ARTICLE:
Intel agencies join information battle as NATO squares up to 'strategic adversary'
Long out of view since the disastrous invasion of Iraq, spy agencies are now engaging directly with the public and media to shape perceptions.
Part two in a series of stories investigating NATO civil society engagement in the Asia Pacific region.
The approach of intelligence agencies involved in the US-led Five Eyes spy apparatus has dovetailed with NATO’s drive for informational control in the Asia-Pacific region and elsewhere.
The US, Canada, New Zealand, the UK and Australia have been using various means - including declassified reports, annual threat assessments, media stand-up events, interviews and editorial pieces - to push the notion of a ‘good versus evil’ battle faced by the West, warning that authoritarian regimes, including China, pose an escalating threat to liberal values and democratic norms.
Governments and opposition politicians alike are taking the narratives on board in an increasingly McCarthyite environment where public servants tread warily and dissent can bring negative attention and serious consequences.
But what lies behind these ideological renderings is a real battle to maintain US economic dominance, a position underpinned by a post-war monetary system that has kept much of the non-Western world subjugated.
The rise of China and other nations who now lead the alternative, rapidly expanding trading group BRICS is shifting the balance of power from one of unipolarity exercised since the fall of the Soviet Union, to one of multipolarity.
Washington has been using groups like the US Agency for International Development (USAID) to help maintain its hegemony by funding media and civil society groups to shape, undermine or even overthrow troublesome governments, while the threat of NATO’s hard power remains ever present in the background.
As it does so, the US and Western sub-imperial powers face internal problems of their own, in particular, increasing social unrest. Politicians of all hues have failed to address growing economic inequalities in their countries, operating as they do within the narrow confines of representative systems shaped by corporate and hegemonic interests.
A striking case in point is the UK, where unpopular Labour Prime Minister Keir Starmer announced in January that social security benefits would be ruthlessly cut, while pledging over $US3.6 billion this year to support Ukraine’s war effort.
Threat inflation
In the Asia-Pacific region, the New Zealand Security Intelligence Service’s (NZSIS) inaugural annual threat assessment in 2023 can be seen as indicative of how the Five Eyes partners are addressing the situation.
The report warned that trust levels in media and government were diminishing, referencing a NZ Treasury report into social cohesion that “found the reasons for diminishing levels of trust relate to perceptions that people are being deliberately lied to and misled; that those with power don’t have New Zealand’s best interests at heart; and that politicians are incapable of solving the problems facing the country”.

STORED DATA:
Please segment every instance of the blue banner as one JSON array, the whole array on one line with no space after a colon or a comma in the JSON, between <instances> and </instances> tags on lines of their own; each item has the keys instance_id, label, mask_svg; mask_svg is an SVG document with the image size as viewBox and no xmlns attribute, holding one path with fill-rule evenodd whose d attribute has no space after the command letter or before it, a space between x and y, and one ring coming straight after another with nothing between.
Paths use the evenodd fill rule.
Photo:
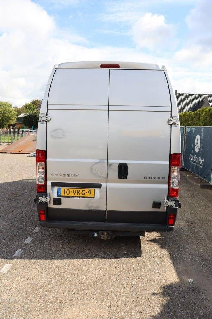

PROBLEM SET:
1. Answer these questions from the article on Five Eyes intelligence agencies:
(a) In what year did the New Zealand Security Intelligence Service issue its inaugural annual threat assessment?
(b) How much did Keir Starmer pledge this year to support Ukraine's war effort?
(c) What is the name of the rapidly expanding trading group led by China and other nations?
2. List every means the article on Five Eyes intelligence agencies names for pushing the notion of a "good versus evil" battle faced by the West.
3. Continue the article on Five Eyes intelligence agencies from its last paragraph.

THE ANSWERS:
1.
(a) 2023
(b) Over $US3.6 billion
(c) BRICS

2.
- Declassified reports
- Annual threat assessments
- Media stand-up events
- Interviews
- Editorial pieces

3.
It presented this instability not as a result of democratic deficits created under its own version of neo-liberalism and something requiring a political solution, but merely as a weakness exploitable by major BRICS trading nations, using disinformation and other deceptive means.
The report argues that “foreign states may leverage significant social tensions to further their interests and shape narratives on a topic of interest or to sow disruption”.
Its subsequent 2024 threat report, as with other Five Eyes countries, focused on the increasing threat of espionage involving foreign powers.
The danger with this securocrat framing, many argue, is that a pernicious atmosphere of fear and suspicion seeps into the body-politic of New Zealand. Not only does it risk smearing those fighting against social inequalities as useful idiots or agents of foreign powers, but also makes it fraught to argue for a fairer distribution of global wealth and power within an emerging multipolar order, as an alternative to the unipolar US ‘rules-based’ order that has failed to deliver for so many.
It may also unduly constrain voices against militarisation in the Asia Pacific region.
A draconian foreign interference Bill currently before Parliament reveals politicians’ willingness to legislate based on spy agency advice.
Fear and manipulation of public consciousness
Professor Emeritus at the Department of Journalism and Communication at Bowling Green State University, Ohio, Oliver Boyd-Barrett, believes reports that inflate threats from China and elsewhere follow a precept of the inventor of public relations in the US, Edward Bernays - that fear is an excellent resource for propagandists and that the more it is increased, the more valuable it becomes in persuading people to fall in line.
Bernays, who was Sigmond Freud’s nephew, instrumentalised psychoanalytic insights into subconscious, base human impulses to help entrench capitalist consumerism within US society.
His thinking informed modern corporate marketing techniques and forms of social control. It also shaped US regime-change propaganda, which was demonstrated during the 1954 coup that deposed the democratically-elected Guatemalan President Jacobo Árbenz. Bernays falsely characterised Árbenz as a Soviet stooge who posed a grave threat to the US on its border.
“Are the intelligence agencies seeking, just like Edward Bernays all those years ago, to maximise the sense of threat so that they can better manipulate public consciousness. I think that's what it comes down to,” Boyd-Barrett says.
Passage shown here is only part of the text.